>>>>

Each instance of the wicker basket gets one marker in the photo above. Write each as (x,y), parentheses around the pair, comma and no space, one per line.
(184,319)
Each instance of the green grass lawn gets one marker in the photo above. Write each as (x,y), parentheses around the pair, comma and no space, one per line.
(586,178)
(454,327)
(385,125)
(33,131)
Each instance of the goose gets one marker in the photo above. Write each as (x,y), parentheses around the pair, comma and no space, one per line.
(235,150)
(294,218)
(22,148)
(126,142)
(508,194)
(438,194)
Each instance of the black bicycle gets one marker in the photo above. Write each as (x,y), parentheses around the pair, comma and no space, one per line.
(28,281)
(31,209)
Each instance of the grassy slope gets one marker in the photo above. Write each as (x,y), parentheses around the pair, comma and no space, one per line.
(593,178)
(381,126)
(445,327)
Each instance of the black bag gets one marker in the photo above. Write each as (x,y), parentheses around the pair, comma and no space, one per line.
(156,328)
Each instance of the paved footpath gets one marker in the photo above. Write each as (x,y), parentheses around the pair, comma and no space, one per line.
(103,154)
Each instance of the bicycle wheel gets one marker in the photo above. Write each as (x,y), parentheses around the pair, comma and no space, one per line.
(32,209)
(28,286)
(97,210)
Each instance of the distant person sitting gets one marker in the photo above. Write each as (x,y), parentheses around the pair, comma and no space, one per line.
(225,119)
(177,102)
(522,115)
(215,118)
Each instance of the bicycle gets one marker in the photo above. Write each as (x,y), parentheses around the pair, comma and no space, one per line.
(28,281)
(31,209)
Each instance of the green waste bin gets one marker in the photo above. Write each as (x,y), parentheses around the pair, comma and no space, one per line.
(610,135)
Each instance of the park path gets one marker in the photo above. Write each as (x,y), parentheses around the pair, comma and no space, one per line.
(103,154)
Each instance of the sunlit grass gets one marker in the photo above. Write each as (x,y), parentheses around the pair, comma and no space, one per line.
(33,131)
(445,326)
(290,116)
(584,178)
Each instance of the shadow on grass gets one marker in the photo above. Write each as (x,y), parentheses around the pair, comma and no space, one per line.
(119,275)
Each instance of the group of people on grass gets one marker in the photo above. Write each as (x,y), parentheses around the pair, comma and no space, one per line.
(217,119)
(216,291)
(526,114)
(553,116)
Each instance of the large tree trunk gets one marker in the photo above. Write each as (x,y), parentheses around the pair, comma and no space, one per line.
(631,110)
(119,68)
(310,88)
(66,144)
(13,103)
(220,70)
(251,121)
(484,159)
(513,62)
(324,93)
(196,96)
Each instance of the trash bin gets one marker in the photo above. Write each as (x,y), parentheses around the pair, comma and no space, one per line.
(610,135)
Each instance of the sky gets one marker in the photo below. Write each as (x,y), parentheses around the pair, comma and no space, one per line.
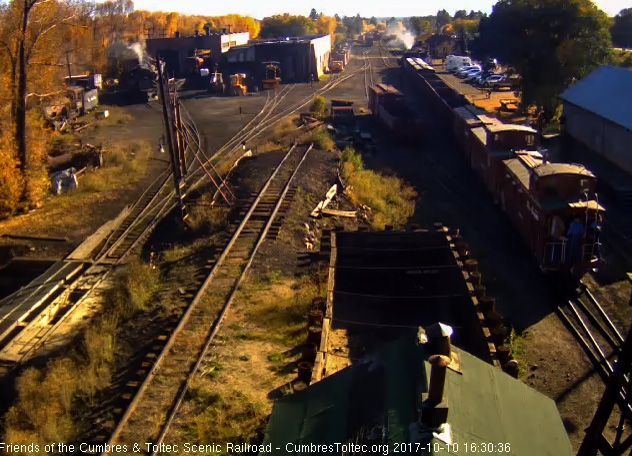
(397,8)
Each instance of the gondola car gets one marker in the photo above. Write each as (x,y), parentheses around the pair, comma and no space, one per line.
(554,206)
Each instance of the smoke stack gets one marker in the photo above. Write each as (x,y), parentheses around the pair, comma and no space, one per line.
(439,339)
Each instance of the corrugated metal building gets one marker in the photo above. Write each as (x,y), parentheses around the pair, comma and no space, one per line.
(179,51)
(598,113)
(377,402)
(299,57)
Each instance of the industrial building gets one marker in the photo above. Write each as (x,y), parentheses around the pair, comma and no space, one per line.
(299,58)
(184,54)
(597,124)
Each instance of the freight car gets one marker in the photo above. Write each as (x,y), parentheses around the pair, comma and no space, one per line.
(554,206)
(388,105)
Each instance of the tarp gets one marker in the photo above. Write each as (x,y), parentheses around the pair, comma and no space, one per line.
(486,407)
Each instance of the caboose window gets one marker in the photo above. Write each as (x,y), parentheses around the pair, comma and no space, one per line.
(583,183)
(550,189)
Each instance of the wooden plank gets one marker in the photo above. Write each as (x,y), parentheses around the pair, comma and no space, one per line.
(337,213)
(328,197)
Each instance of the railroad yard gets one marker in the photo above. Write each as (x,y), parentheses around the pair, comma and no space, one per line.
(223,324)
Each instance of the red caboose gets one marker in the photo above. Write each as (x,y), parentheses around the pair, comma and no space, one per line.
(555,208)
(494,142)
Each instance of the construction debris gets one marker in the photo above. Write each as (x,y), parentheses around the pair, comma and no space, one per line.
(328,197)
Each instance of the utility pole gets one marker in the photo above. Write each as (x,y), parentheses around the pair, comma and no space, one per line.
(68,64)
(595,440)
(169,120)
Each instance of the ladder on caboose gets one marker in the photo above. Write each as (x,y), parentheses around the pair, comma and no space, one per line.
(591,228)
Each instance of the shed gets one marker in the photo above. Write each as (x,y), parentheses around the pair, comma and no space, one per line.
(377,401)
(598,114)
(299,57)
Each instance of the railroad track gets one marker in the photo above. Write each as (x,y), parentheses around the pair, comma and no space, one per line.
(368,72)
(164,375)
(267,121)
(600,339)
(385,56)
(593,328)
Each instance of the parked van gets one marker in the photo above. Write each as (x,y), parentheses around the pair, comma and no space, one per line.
(456,62)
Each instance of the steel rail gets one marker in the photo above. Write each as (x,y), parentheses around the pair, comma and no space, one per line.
(194,303)
(229,301)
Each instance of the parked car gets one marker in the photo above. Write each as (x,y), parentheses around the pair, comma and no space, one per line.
(466,69)
(512,82)
(455,63)
(480,80)
(465,74)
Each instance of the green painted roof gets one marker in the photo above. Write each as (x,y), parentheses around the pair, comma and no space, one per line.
(383,393)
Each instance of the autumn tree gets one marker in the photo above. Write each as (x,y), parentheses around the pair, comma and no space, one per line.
(286,25)
(551,43)
(420,25)
(443,18)
(621,29)
(354,25)
(28,39)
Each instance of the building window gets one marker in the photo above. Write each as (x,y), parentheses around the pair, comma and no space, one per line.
(550,189)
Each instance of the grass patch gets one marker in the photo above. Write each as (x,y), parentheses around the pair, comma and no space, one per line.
(267,146)
(622,58)
(318,108)
(276,361)
(281,308)
(233,417)
(392,201)
(134,286)
(518,350)
(175,254)
(123,164)
(50,398)
(117,116)
(322,139)
(211,369)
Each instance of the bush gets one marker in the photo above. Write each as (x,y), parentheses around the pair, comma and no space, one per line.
(392,201)
(123,163)
(322,139)
(48,398)
(284,127)
(205,219)
(352,157)
(318,107)
(133,286)
(11,182)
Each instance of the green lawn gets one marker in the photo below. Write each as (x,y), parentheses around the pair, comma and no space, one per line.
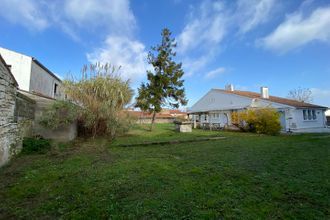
(244,176)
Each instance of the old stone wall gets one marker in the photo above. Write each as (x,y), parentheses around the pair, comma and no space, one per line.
(10,143)
(157,120)
(65,133)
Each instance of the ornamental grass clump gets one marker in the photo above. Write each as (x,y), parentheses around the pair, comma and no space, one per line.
(100,96)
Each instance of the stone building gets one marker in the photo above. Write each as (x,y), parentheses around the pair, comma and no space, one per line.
(10,142)
(32,75)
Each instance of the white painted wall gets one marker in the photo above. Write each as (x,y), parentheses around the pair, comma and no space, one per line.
(217,100)
(327,112)
(20,67)
(298,123)
(42,82)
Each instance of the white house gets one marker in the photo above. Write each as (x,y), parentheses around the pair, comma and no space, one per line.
(215,108)
(31,75)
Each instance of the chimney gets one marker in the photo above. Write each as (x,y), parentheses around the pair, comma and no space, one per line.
(264,92)
(229,87)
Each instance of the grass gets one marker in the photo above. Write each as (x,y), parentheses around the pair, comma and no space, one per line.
(244,176)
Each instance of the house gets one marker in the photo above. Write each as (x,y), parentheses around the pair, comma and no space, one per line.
(327,114)
(216,107)
(31,75)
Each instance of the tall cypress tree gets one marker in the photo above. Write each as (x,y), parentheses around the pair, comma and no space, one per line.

<<<<

**Your goal:** Return the whole listing, word for word, and leave out every picture.

**Answer below:**
Each instance of the wicker basket gets one marker in the photo above. Write each as (x,y), parentheses around the pair, comma and no space, one per line.
(184,319)
Each instance of the green grass lawn gets one marker in the photo above. Write each as (x,y), parentheses around the pair, comma and no space, one per line.
(586,178)
(454,327)
(385,125)
(33,131)
Each instance of the goose gets one marker in the photo above. Write each as (x,y), parentheses around the pair, comma and no space, one per line.
(235,150)
(294,218)
(22,148)
(126,142)
(508,194)
(438,194)
Each instance of the black bicycle gets one marker in the photo above. Write each as (x,y), parentheses around the pair, comma and no space, one per line.
(28,281)
(31,209)
Each instance of the grassy slope gets one marker in the photo above. Write each as (x,y), parentheses around the pair, comma and no space, one per line.
(593,178)
(381,126)
(445,327)
Each instance of the black bag gets one marker in the photo above. Write each as (x,y), parentheses around the pair, comma and no space, one per line.
(156,328)
Each instance of the paved footpath gets one marker in the photo above. Write each as (x,y), parentheses around the pair, comma and no space, one per line.
(103,154)
Each instance of the bicycle wheel gets one marker in the photo above. Write each as (x,y), parentheses around the pair, comma and no space, one per line.
(32,209)
(28,286)
(97,210)
Each instance of the distant person sitting gets one marker in the photo above. Write each as (x,y), parentheses around the pair, comma and no space, one per line.
(225,119)
(177,102)
(522,115)
(215,118)
Each instance of the bicycle gets one marker in the photo above. Write each as (x,y), parentheses around the pair, comma and no space, one per line.
(28,281)
(31,209)
Each instance of the green waste bin gets one marker in the photo above. Write each as (x,y), parentheses around the pair, comma and no space, one per line.
(610,135)
Each instance of the park path gets one marker in the photo above. Write each as (x,y), parentheses around the pair, comma and no space, one per line.
(103,154)
Each instance of the sunlit grass gets one marker in the photo above. Write each as (x,y), parentheses around the pair, comma and no space, one per line.
(33,131)
(445,326)
(290,116)
(584,178)
Each instance of the shadow on grass gets one marker in the photo above. Write each as (x,y), parentheses around the pair, comma and no space, one per line.
(119,275)
Each instance of the group of people on grass gets one marker in the photo above. Write each as (x,y), parentheses around the pair, comma and no space, one per line.
(217,119)
(216,291)
(526,114)
(553,116)
Each instance of the large tree trunk gets one marker in the photo above. Write each as (x,y), parentheses around the pair, comma and no space, one per line.
(631,110)
(119,68)
(310,88)
(66,144)
(13,103)
(220,70)
(251,121)
(484,159)
(513,62)
(324,93)
(196,96)
Each instance of the trash bin gets one marker in the photo above. Write each as (x,y), parentheses around the pair, comma and no space, one per line.
(610,135)
Each instance of the sky gets one marker in the photo below. Write each as (x,y), parentheses around the pair, comma and no space, one per line.
(397,8)
Each instance of the gondola car gets one marker in the photo above. Write each as (x,y), parentheses around the pair, comma and no space, one per line.
(554,206)
Each instance of the smoke stack gets one marker in the photo above. Write each as (x,y), parentheses around the pair, comma and no space, one per line.
(439,339)
Each instance of the corrugated metal building gets one marker in the photo above. Write each as (x,y), parentheses around the pair, comma and no space, one per line.
(179,51)
(598,113)
(377,402)
(299,57)
Each instance of the industrial building gets one marker in the photo above. Write each as (x,y), parentheses around the pair, comma and no space, one per line.
(299,58)
(184,54)
(597,124)
Each instance of the freight car gets one marker in the photo above. Write each as (x,y), parentheses around the pair, comma and no space, one per line.
(554,206)
(388,105)
Each instance of the tarp gets one marker in the photo above. Write each as (x,y), parentheses around the pair, comma and no space, one per line.
(486,407)
Each instance of the caboose window gets one marker in the photo above. Write each as (x,y), parentheses around the pair, comma and no space, one per line.
(583,183)
(550,189)
Each instance of the wooden plank gets one marker in the photo above. Write each as (x,y), parentheses around the pair, comma and no space, one per line.
(337,213)
(328,197)
Each instance of the railroad yard gets one marker in the photo above. Write each as (x,y), parentheses around the pair, comma and no space, one per line.
(223,324)
Each instance of the red caboose gets one marker in the photo above. Write each as (x,y), parentheses around the pair, comma and no space, one per line.
(555,208)
(494,142)
Each instance of the construction debris gets one marker in the photo above. Write each as (x,y), parentheses around the pair, comma and no space, one per line.
(328,197)
Each instance of the utility pole gets one marker in the photo above. Write each as (x,y), parentheses around the pair, comma and no space, one per line.
(68,64)
(595,440)
(169,120)
Each instance of the ladder on caboose gets one marker in the photo above. Write each as (x,y), parentheses around the pair, comma and no space, one per line.
(591,228)
Each instance of the shed gets one marker in the photo above. Write each as (x,y), parentheses around the pair, comma and no space, one per line.
(377,401)
(598,114)
(299,57)
Each instance of the railroad track gets one marker in the photo above. Write each as (x,y), parentheses around the pair, comma and no space, one per line.
(368,72)
(164,375)
(267,121)
(600,339)
(385,56)
(593,328)
Each instance of the parked van gets one marker in the photo above. Write each as (x,y), parentheses around the pair, comma and no space, one per line.
(456,62)
Each instance of the steel rail gets one marker in the photo above. Write each as (x,y), parentheses around the pair, comma and no space, one per line.
(194,303)
(229,301)
Each instance of the parked car gets one marker in the photo above. Write each as (x,y), parentheses around the pair, comma and no space, one per line.
(466,69)
(512,82)
(455,63)
(480,80)
(465,74)
Each instance of the green painted roof gets one marker in the photo above. Write each as (x,y), parentheses around the pair, comma and no space, one per line.
(383,393)
Each instance of the autumn tree gets one marker in the photo above. Write each as (x,y), parentheses around the pair, comma and no space, one per line.
(286,25)
(551,43)
(420,25)
(443,18)
(621,29)
(354,25)
(28,39)
Each instance of the building window gets one marker in the photo above. Write each as (x,y), parentheses around the pair, comma and no space, one per line.
(550,189)
Each instance of the grass patch gets one marker in the photo above. Write each as (x,y), parentheses around the pair, comma and no space, one per line.
(267,146)
(622,58)
(318,108)
(276,361)
(281,308)
(233,417)
(392,201)
(134,286)
(518,350)
(175,254)
(123,164)
(50,398)
(117,116)
(322,139)
(211,369)
Each instance of the bush gets one marker in the photo above. Write each as (x,y), parentheses around the pair, comma and no space, one per line.
(392,201)
(123,163)
(322,139)
(48,398)
(284,127)
(205,219)
(352,157)
(318,107)
(133,286)
(11,182)
Each instance of the green lawn gets one marker in the photo below. Write each as (x,y), parentheses around the pair, comma and no space, one per line.
(244,176)
Each instance of the old stone wall gets one marker in the photo above. Write each as (x,y), parentheses around the pair, comma and no space, one per line.
(10,143)
(157,120)
(65,133)
Each instance of the ornamental grass clump gets one marker in the photo above. Write each as (x,y), parentheses around the pair, comma and no space, one per line.
(100,96)
Each instance of the stone building gets one marker in the photo above. Write each as (x,y), parentheses around the pair, comma and no space, one per line.
(10,142)
(32,75)
Each instance of the white painted wall gets one marker in the photo above. Write each as (x,y), parentheses around the pair, comma and no space, one per line.
(217,100)
(327,112)
(20,67)
(298,123)
(42,82)
Each instance of the white house gets one marker in the photo above. Write each as (x,y), parentheses around the pair, comma and no space, one per line.
(215,108)
(31,75)
Each instance of the chimney gets one marker in the photo above. Write each as (x,y), parentheses around the pair, comma and no space, one per line.
(264,92)
(229,87)
Each instance of the grass gets one marker in the photo above. Write each as (x,y), parentheses around the pair, comma and no space, one per line.
(244,176)
Each instance of the house gets one marker in the photo above. Write each as (x,y), parentheses around the pair, comma and no space, one per line.
(327,114)
(216,107)
(31,75)
Each instance of the tall cypress tree gets one marker in the photo above. Write each as (x,y), parentheses around the pair, comma and no space, one per line.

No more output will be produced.